--- Source material ---
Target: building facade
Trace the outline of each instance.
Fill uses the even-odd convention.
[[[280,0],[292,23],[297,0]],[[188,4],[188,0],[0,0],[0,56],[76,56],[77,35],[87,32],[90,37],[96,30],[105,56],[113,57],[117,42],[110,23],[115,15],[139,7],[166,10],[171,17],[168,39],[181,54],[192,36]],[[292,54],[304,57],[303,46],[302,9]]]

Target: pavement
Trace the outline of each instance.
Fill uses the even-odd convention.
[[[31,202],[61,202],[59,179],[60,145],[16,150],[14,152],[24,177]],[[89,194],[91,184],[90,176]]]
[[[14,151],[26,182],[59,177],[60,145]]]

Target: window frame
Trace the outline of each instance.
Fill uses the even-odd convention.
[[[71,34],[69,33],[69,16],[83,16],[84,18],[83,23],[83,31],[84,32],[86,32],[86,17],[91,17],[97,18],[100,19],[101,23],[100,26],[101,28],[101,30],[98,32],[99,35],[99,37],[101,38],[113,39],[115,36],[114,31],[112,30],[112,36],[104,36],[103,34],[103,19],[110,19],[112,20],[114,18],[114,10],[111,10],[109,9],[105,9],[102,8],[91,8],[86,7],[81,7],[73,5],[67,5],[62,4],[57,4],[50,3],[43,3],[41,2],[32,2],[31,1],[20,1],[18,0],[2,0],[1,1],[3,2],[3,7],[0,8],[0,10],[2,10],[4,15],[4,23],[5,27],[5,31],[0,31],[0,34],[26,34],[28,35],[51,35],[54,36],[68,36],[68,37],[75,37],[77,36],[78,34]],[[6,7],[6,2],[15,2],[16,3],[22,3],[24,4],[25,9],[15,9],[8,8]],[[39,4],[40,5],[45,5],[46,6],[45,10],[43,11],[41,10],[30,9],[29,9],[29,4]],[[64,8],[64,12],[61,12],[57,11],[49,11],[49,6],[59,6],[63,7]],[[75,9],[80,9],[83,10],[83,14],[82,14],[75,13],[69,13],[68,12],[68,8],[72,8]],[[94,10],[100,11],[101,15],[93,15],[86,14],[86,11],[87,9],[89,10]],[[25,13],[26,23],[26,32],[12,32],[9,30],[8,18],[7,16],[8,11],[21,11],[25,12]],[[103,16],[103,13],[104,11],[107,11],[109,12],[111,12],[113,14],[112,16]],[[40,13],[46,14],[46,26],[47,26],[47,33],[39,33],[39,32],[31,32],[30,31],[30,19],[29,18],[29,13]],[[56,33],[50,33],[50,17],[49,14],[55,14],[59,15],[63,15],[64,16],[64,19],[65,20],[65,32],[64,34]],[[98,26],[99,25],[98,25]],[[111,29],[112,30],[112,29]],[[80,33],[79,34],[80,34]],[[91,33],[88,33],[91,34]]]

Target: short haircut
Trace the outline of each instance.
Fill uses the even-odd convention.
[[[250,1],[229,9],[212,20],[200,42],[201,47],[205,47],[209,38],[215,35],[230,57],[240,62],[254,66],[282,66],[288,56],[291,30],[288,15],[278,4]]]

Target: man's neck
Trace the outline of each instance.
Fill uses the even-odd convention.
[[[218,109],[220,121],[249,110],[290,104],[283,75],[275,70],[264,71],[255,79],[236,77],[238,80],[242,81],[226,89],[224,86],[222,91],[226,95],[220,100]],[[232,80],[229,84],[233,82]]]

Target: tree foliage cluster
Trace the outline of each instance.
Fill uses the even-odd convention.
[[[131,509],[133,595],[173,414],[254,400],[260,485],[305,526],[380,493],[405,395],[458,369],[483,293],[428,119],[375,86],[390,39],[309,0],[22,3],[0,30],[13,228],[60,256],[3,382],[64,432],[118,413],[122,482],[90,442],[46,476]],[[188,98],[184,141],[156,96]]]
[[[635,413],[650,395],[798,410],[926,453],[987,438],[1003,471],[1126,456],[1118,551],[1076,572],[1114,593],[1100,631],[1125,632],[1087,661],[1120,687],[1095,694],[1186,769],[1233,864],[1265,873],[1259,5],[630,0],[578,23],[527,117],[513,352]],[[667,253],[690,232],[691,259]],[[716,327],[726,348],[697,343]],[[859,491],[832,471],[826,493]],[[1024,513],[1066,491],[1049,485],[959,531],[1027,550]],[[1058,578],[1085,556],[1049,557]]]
---
Requirement.
Could you render all of the data above as a numbered list, one line per item, leaving out the blank lines?

Problem solution.
1. Target: building facade
2. Trace the outline of each instance.
3. Fill uses the even-odd convention.
4. [[[280,0],[292,23],[297,0]],[[188,4],[188,0],[0,0],[0,56],[76,56],[77,35],[87,32],[90,37],[96,30],[105,56],[113,57],[117,42],[110,23],[115,15],[139,7],[166,10],[171,17],[168,39],[181,54],[192,36]],[[292,54],[304,57],[303,46],[302,9]]]
5. Target: pavement
6. Trace the outline of each instance.
7. Fill uses the even-odd convention.
8. [[[31,202],[61,202],[59,179],[60,145],[16,150],[14,152],[24,177]],[[89,194],[91,184],[90,176]]]
9. [[[14,151],[26,182],[59,177],[60,145]]]
10. Target: window frame
11. Trace the outline of each instance.
12. Fill uses the even-odd convention.
13. [[[71,34],[69,33],[69,16],[83,16],[84,18],[83,23],[83,31],[84,32],[86,32],[86,17],[91,17],[97,18],[100,19],[101,23],[100,26],[101,28],[101,30],[98,32],[99,35],[99,37],[101,38],[113,39],[115,36],[114,31],[112,30],[112,36],[104,36],[103,34],[103,19],[110,19],[112,20],[114,18],[114,10],[111,10],[109,9],[105,9],[102,8],[91,8],[86,7],[81,7],[73,5],[67,5],[62,4],[57,4],[50,3],[43,3],[41,2],[32,2],[31,1],[20,1],[18,0],[2,0],[1,1],[3,2],[3,7],[0,8],[0,10],[2,10],[4,15],[4,23],[5,27],[5,31],[0,31],[0,34],[26,34],[28,35],[51,35],[54,36],[68,36],[68,37],[75,37],[77,36],[78,34]],[[6,7],[6,2],[15,2],[16,3],[22,3],[24,4],[25,9],[15,9],[8,8]],[[39,4],[40,5],[45,5],[46,6],[45,10],[43,11],[41,10],[30,9],[29,9],[29,4]],[[64,8],[64,12],[61,12],[57,11],[49,11],[49,6],[59,6],[63,7]],[[75,9],[80,9],[83,10],[83,14],[82,14],[75,13],[69,13],[68,12],[68,8],[72,8]],[[94,10],[100,11],[101,15],[93,15],[86,14],[86,11],[87,9],[89,10]],[[25,13],[26,23],[26,32],[12,32],[9,30],[8,18],[7,16],[8,11],[21,11],[25,12]],[[103,16],[103,13],[104,11],[107,11],[109,12],[111,12],[113,14],[112,16]],[[40,13],[46,14],[46,26],[47,26],[47,33],[39,33],[39,32],[31,32],[30,31],[30,19],[29,18],[29,13]],[[56,33],[50,33],[50,17],[49,14],[55,14],[59,15],[63,15],[64,16],[64,19],[65,20],[65,32],[64,34]],[[98,26],[99,25],[98,25]],[[111,29],[112,30],[112,29]],[[80,33],[79,34],[80,34]],[[91,33],[88,33],[91,34]]]
14. Target: short haircut
15. Trace the outline of each instance.
16. Fill uses the even-odd convention.
17. [[[250,1],[229,9],[212,20],[200,42],[201,47],[205,47],[209,38],[215,35],[230,57],[240,62],[254,66],[282,66],[288,56],[291,30],[288,15],[278,4]]]
18. Target: man's neck
19. Trace the outline of each instance.
20. Fill uses the even-odd convention.
21. [[[218,109],[220,121],[249,110],[290,104],[283,75],[275,70],[264,71],[255,79],[236,77],[238,80],[242,81],[226,89],[224,86],[222,91],[226,95],[220,100]],[[232,80],[229,84],[233,82]]]
22. Target: tree foliage cluster
23. Trace the outline of each instance.
24. Fill uses the even-odd convention.
25. [[[131,509],[133,595],[173,414],[254,400],[260,485],[305,526],[380,493],[405,395],[458,369],[483,293],[428,119],[375,86],[390,39],[309,0],[22,3],[0,30],[13,228],[60,256],[3,382],[64,432],[118,413],[122,482],[90,442],[46,476]],[[188,98],[184,141],[156,96]]]
26. [[[635,413],[650,395],[798,410],[926,453],[987,438],[1003,471],[1126,456],[1118,551],[1076,572],[1114,593],[1100,631],[1125,632],[1087,661],[1120,687],[1095,694],[1186,769],[1233,864],[1265,873],[1259,5],[630,0],[578,23],[527,117],[513,352]],[[667,253],[690,232],[691,259]],[[716,327],[726,348],[697,343]],[[859,491],[832,471],[826,493]],[[1024,513],[1066,491],[1049,485],[959,531],[1027,550]],[[1058,578],[1085,556],[1049,557]]]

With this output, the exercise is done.